AIM: Please extract every line of the material below and repeat each one word for word. Leave the pictures out of your answer.

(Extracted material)

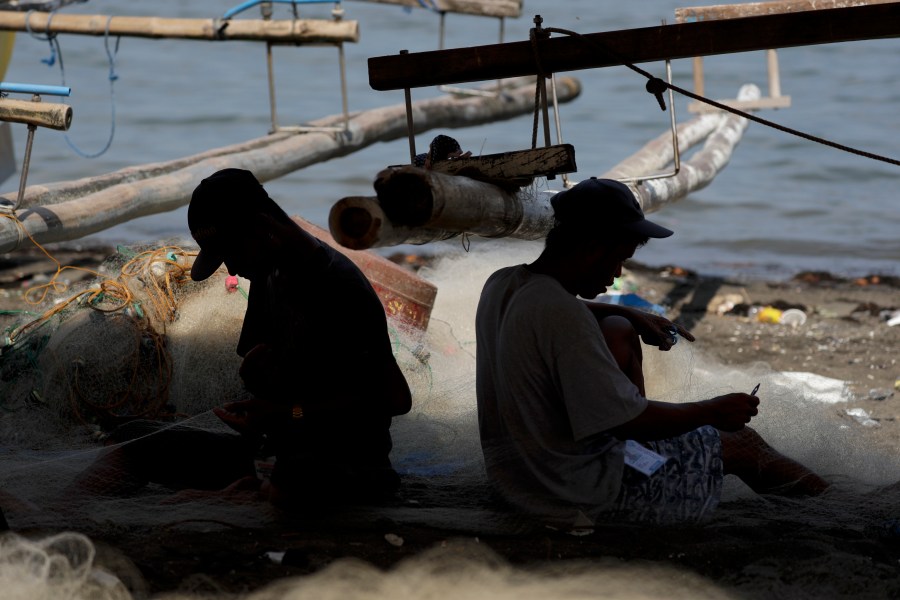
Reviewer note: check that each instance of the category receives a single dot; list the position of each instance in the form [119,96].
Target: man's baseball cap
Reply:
[219,205]
[604,205]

SOLUTION TO THE EXERCISE:
Reviewer note: check that each instance of the category receives a single dot; list the position of each instance in the form [119,96].
Target: man's baseball cap
Reply:
[219,205]
[604,205]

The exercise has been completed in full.